Metamath Proof Explorer


Theorem colrot2

Description: Rotating the points defining a line. Part of Theorem 4.11 of Schwabhauser p. 34. (Contributed by Thierry Arnoux, 3-Apr-2019)

Ref Expression
Hypotheses tglngval.p
|- P = ( Base ` G )
tglngval.l
|- L = ( LineG ` G )
tglngval.i
|- I = ( Itv ` G )
tglngval.g
|- ( ph -> G e. TarskiG )
tglngval.x
|- ( ph -> X e. P )
tglngval.y
|- ( ph -> Y e. P )
tgcolg.z
|- ( ph -> Z e. P )
colrot
|- ( ph -> ( Z e. ( X L Y ) \/ X = Y ) )
Assertion colrot2
|- ( ph -> ( Y e. ( Z L X ) \/ Z = X ) )

Proof

Step Hyp Ref Expression
1 tglngval.p
 |-  P = ( Base ` G )
2 tglngval.l
 |-  L = ( LineG ` G )
3 tglngval.i
 |-  I = ( Itv ` G )
4 tglngval.g
 |-  ( ph -> G e. TarskiG )
5 tglngval.x
 |-  ( ph -> X e. P )
6 tglngval.y
 |-  ( ph -> Y e. P )
7 tgcolg.z
 |-  ( ph -> Z e. P )
8 colrot
 |-  ( ph -> ( Z e. ( X L Y ) \/ X = Y ) )
9 1 2 3 4 5 6 7 8 colrot1
 |-  ( ph -> ( X e. ( Y L Z ) \/ Y = Z ) )
10 1 2 3 4 6 7 5 9 colrot1
 |-  ( ph -> ( Y e. ( Z L X ) \/ Z = X ) )

[Pointing records]
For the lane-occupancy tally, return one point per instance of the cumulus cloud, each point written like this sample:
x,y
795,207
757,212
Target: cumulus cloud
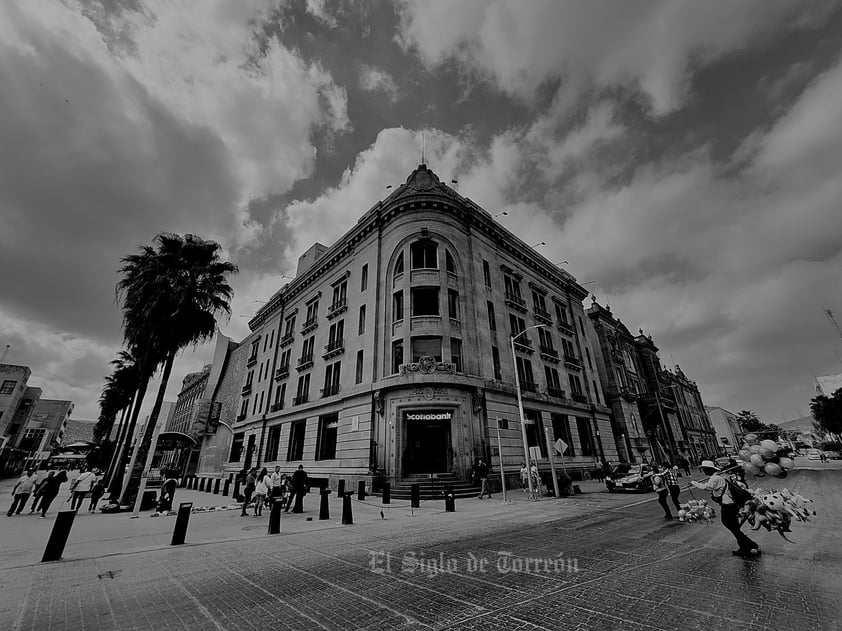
x,y
646,45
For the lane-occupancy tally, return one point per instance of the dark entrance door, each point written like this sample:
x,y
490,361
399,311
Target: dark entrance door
x,y
427,446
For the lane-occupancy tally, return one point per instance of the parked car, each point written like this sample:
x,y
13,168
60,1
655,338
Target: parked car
x,y
629,477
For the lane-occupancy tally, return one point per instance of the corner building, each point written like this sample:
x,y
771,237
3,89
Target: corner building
x,y
389,355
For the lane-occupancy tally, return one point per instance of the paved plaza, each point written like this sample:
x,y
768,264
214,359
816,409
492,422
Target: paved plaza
x,y
595,561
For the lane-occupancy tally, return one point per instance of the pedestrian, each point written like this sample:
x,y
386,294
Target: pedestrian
x,y
670,475
659,485
81,487
299,490
732,498
36,494
97,491
482,474
22,491
248,490
50,491
261,490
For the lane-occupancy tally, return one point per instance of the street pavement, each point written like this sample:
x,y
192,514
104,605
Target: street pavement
x,y
595,561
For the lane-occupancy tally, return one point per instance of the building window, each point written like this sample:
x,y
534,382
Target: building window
x,y
236,447
535,436
561,429
426,347
331,380
273,442
453,304
397,306
424,255
295,451
456,353
397,356
585,436
449,263
328,428
359,375
425,301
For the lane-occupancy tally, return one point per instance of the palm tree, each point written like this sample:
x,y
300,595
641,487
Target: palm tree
x,y
171,295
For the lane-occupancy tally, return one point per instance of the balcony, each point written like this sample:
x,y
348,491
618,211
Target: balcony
x,y
543,316
334,348
310,325
330,390
304,362
567,328
571,361
558,393
515,302
524,345
340,306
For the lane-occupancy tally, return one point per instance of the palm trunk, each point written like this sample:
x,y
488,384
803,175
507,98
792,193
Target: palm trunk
x,y
130,490
119,471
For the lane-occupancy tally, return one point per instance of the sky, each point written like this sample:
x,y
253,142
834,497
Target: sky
x,y
685,156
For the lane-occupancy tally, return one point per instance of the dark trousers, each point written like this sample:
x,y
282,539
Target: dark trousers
x,y
662,500
18,503
675,491
731,520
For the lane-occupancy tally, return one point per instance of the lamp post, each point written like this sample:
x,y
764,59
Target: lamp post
x,y
520,407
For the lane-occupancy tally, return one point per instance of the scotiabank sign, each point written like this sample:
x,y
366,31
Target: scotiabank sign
x,y
429,415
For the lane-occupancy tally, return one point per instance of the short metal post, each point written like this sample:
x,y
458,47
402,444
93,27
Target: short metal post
x,y
347,511
181,520
58,536
324,507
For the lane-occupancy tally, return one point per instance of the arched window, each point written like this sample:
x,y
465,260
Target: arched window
x,y
424,255
449,263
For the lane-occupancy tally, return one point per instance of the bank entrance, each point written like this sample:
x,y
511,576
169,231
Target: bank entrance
x,y
428,448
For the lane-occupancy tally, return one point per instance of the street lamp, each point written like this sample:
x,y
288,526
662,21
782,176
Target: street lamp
x,y
520,409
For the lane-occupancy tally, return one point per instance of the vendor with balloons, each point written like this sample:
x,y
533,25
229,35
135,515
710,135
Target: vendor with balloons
x,y
721,491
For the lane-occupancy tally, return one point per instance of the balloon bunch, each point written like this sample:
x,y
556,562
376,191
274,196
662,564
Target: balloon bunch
x,y
696,511
774,510
765,457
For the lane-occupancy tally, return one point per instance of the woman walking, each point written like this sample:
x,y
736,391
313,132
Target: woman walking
x,y
261,490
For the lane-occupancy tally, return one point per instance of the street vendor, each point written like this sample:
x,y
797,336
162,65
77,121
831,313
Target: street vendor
x,y
721,491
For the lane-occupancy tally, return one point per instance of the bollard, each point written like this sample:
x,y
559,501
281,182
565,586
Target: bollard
x,y
275,516
449,501
324,507
347,511
58,536
181,520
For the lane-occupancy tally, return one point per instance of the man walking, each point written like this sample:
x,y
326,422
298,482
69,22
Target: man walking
x,y
482,473
21,492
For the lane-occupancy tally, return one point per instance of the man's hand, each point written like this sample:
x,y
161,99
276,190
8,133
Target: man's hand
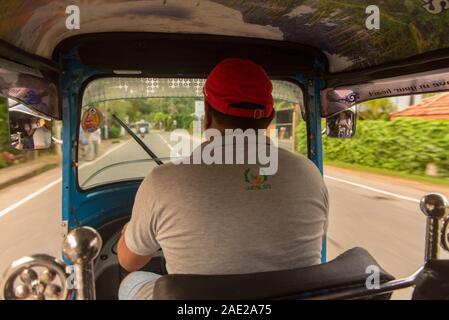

→ **CHALLENGES**:
1. Using the colrot2 theorem page, say whether each statement agrees with it. Answer yes or no, and quote the words that decide it.
(a) The theorem was contributed by Thierry Arnoux.
(b) The description places it in Theorem 4.11 of Schwabhauser on page 43.
(c) Step 10 of the proof uses colrot1.
2. In the records, rewrite the part from the line with "the bollard, each" up to and including the last line of the records, changing "lane-occupancy tally" to "crosswalk survey" and leaving the rest alone. Don't include any pictures.

→ **TASK RESULTS**:
1.
(a) Yes: "(Contributed by Thierry Arnoux, 3-Apr-2019)"
(b) No: "Part of Theorem 4.11 of Schwabhauser p. 34."
(c) Yes: "10 1 2 3 4 6 7 5 9 colrot1"

2.
For the crosswalk survey, return one point per instance of the bollard, each point written like this sample:
x,y
559,501
281,182
565,586
Target: bollard
x,y
275,516
449,501
324,507
347,511
58,536
181,520
For the crosswalk survey, return one point per instance of the man walking, each point written like this sample:
x,y
326,422
298,482
69,22
Target: man walking
x,y
482,473
21,492
For the crosswalk survey, return one point per instance of the man's hand, each point written like this sample:
x,y
161,99
276,190
8,133
Target: man's hand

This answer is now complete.